Work required
Return the stretch of the French Revolution passage from "The Estates-General convened" through "National Constituent Assembly.", copied word for word.

Selected text
[BEGIN]
French revolution 3
French revolution 3
French Revolution, cataclysmic political and social upheaval, extending from 1789 to 1799. The revolution resulted, among other things, in the overthrow of the monarchy in France and in the establishment of the First Republic. It was generated by a vast complex of causes and produced an equally vast complex of consequences.
For more than a century before the accession of King Louis XVI in 1774, the French government experienced periodic economic crises resulting from wars, royal mismanagement, and increased indebtedness. Attempts at reform accomplished little because of opposition from reactionary members of the nobility and clergy. As the financial crisis worsened under the rule of Louis, popular demand compelled him to authorize national elections in 1788 for the Estates-General (an assembly representing clergy, nobility, and commoners that had last met in 1614).
The Estates-General convened at Versailles in May 1789. The nobility and clergy immediately challenged the procedure for voting proposed by the commoners, or third estate. After a six-week deadlock, the third estate proclaimed itself a National Assembly with sole power to legislate taxation. The assembly then announced its intentions to draft a constitution. Some representatives of the nobility and clergy joined forces with the assembly, which soon renamed itself the National Constituent Assembly.
[END]
Record list
[BEGIN]
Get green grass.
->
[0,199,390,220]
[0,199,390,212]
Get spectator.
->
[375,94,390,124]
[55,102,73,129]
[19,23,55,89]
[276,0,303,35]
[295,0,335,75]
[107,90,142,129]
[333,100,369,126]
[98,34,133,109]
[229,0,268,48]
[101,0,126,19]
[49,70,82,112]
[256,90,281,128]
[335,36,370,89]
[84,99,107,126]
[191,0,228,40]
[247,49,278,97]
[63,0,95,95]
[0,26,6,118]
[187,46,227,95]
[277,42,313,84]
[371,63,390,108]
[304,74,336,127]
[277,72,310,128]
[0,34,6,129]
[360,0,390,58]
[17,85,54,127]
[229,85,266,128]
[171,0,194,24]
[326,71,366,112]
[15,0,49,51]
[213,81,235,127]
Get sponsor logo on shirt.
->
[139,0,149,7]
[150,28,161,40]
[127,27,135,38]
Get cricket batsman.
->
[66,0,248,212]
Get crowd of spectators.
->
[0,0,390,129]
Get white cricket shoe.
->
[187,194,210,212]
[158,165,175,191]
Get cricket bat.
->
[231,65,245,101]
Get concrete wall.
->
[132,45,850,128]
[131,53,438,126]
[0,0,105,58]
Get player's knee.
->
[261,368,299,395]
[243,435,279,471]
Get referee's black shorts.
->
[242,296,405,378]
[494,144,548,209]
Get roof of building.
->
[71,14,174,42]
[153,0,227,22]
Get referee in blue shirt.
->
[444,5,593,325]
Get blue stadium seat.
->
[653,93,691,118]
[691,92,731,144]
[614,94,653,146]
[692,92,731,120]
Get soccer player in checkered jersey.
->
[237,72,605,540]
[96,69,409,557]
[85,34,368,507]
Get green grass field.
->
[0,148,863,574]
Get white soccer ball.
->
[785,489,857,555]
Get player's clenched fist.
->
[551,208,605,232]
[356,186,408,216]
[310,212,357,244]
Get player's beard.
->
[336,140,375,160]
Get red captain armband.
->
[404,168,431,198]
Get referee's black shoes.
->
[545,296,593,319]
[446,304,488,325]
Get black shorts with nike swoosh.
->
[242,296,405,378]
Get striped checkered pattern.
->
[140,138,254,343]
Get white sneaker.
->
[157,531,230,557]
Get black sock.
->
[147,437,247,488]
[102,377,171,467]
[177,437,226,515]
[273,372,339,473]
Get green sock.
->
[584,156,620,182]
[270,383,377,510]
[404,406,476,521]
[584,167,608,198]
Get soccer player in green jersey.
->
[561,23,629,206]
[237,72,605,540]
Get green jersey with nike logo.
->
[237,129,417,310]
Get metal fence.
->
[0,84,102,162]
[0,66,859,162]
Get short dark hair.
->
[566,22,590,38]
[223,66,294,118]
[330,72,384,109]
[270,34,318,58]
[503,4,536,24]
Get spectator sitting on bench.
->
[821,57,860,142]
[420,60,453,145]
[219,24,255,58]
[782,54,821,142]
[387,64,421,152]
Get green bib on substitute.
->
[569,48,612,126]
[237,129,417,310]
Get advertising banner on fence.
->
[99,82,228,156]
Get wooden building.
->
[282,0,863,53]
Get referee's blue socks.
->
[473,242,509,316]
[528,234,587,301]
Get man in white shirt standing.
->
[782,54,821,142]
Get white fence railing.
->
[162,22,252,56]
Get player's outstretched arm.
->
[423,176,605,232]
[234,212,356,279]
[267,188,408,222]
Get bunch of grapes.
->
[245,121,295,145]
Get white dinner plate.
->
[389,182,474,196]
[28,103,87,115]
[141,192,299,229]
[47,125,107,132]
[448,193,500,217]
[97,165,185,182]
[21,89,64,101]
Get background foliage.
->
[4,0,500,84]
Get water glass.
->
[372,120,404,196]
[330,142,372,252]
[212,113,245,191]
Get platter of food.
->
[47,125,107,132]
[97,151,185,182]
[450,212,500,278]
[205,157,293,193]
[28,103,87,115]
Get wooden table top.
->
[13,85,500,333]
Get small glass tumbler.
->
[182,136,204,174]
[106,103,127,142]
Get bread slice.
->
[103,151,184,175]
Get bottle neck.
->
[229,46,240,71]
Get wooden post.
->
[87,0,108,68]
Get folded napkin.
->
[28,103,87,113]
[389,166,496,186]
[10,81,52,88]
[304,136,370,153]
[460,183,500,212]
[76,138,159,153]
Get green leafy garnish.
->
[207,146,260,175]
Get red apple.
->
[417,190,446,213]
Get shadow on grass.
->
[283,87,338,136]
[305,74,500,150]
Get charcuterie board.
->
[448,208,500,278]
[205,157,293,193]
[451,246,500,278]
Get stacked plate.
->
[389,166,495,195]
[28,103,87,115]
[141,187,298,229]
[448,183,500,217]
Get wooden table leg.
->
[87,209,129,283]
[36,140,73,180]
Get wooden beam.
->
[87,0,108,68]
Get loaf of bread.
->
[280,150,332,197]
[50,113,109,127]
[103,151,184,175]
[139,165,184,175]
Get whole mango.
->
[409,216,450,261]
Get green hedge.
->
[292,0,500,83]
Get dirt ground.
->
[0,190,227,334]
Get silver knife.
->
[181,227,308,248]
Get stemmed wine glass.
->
[END]
Result for this task
The Estates-General convened at Versailles in May 1789. The nobility and clergy immediately challenged the procedure for voting proposed by the commoners, or third estate. After a six-week deadlock, the third estate proclaimed itself a National Assembly with sole power to legislate taxation. The assembly then announced its intentions to draft a constitution. Some representatives of the nobility and clergy joined forces with the assembly, which soon renamed itself the National Constituent Assembly.